--- Data records Enclosed Below ---

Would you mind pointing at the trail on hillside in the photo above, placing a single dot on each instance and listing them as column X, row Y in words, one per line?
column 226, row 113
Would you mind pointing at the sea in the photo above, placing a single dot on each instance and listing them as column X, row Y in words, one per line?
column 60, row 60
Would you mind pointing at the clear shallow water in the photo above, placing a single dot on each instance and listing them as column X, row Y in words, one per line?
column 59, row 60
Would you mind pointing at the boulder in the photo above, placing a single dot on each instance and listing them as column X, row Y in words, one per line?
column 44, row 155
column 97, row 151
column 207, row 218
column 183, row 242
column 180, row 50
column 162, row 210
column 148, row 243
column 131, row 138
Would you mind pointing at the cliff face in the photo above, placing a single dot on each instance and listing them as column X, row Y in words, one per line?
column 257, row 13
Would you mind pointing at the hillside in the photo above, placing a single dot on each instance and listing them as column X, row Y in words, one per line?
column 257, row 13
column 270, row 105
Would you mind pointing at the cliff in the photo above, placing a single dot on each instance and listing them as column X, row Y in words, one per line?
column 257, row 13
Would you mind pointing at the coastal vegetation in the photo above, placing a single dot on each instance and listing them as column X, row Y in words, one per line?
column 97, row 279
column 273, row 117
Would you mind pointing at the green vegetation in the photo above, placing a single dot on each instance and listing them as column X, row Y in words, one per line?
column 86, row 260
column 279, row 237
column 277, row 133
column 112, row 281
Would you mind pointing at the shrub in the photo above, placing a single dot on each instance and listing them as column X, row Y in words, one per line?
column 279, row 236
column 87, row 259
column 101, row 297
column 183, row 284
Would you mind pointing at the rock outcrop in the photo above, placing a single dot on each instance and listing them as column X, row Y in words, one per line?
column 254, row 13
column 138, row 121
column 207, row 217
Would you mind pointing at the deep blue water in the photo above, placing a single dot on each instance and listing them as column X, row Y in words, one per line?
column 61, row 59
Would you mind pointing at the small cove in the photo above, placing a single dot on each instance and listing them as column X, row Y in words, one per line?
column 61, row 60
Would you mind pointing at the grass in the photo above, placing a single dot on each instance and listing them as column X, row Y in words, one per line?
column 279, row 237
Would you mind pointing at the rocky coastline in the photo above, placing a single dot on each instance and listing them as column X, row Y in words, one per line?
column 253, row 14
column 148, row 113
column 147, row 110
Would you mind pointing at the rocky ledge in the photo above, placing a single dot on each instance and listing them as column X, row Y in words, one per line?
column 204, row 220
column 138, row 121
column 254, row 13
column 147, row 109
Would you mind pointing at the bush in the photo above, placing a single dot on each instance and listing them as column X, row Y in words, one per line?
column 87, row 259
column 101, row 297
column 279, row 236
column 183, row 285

--- End of Enclosed Data records ---

● **Problem details**: The records above should be returned exactly.

● **Exercise result**:
Would you mind pointing at the trail on hillside in the photo above, placing a single dot on each instance and listing them as column X, row Y in words, one per line?
column 226, row 113
Would you mind pointing at the sea in the photo above, placing a single dot on each instance and listing them as column X, row Y in words, one per line?
column 60, row 60
Would you mind pointing at the clear shallow water in the photo above, placing a single dot on each instance and listing them as column X, row Y in words, one per line?
column 59, row 60
Would you mind pointing at the boulder in the photo above, placing a single dot on each instance and listing them as column X, row Y in words, one per line?
column 44, row 155
column 97, row 151
column 207, row 218
column 183, row 242
column 180, row 50
column 162, row 210
column 148, row 243
column 131, row 138
Would you mind pointing at the cliff face in the photo above, placing a single dot on each instance and listing them as column X, row Y in words, one per line?
column 257, row 13
Would you mind pointing at the hillside in the photo above, placing a single dot on each instance and listing them as column X, row Y in words, one per line?
column 257, row 13
column 270, row 105
Would you mind pointing at the cliff in the photo above, placing a single dot on each instance and listing them as column X, row Y in words, one per line?
column 257, row 13
Would you mind pointing at the coastal vegetation in the photo above, placing a single dot on each instance and listing them as column X, row Y in words, one per line?
column 97, row 279
column 273, row 117
Would you mind pointing at the green vegetation in the photo above, placing a single dot on each instance and listing them as column X, row Y in words, one per line?
column 86, row 260
column 279, row 237
column 277, row 133
column 112, row 281
Would you mind pointing at the shrub in the photo above, placing a single dot on each instance and listing them as column X, row Y in words, one per line?
column 279, row 236
column 87, row 259
column 101, row 297
column 183, row 284
Would you mind pointing at the rock outcrop in the photo above, placing a single dot on each instance and listing them as column X, row Y in words, one per line?
column 254, row 13
column 138, row 121
column 207, row 217
Would you mind pointing at the deep blue water in the photo above, placing a single dot on each instance and listing them as column X, row Y in words, one per line?
column 61, row 59
Would you mind pointing at the small cove in the photo above, placing a single dot on each instance and listing them as column X, row Y in words, one per line?
column 61, row 60
Would you mind pointing at the grass in the photo above, placing a single dot on each instance and listing them as column X, row Y in words, one per line?
column 279, row 237
Would you mind pointing at the rocky coastline in the photo above, placing a single dot on each instance and listing them as column X, row Y in words, one per line?
column 253, row 14
column 148, row 113
column 147, row 110
Would you mind pointing at the rocky ledge in the photo above, placing a single dot on each instance and listing them as column X, row Y in words, one per line?
column 204, row 220
column 138, row 121
column 254, row 13
column 147, row 109
Would you mind pointing at the bush in the photo above, placing a single dot on each instance and listing them as column X, row Y in words, one per line?
column 87, row 259
column 101, row 297
column 279, row 236
column 183, row 285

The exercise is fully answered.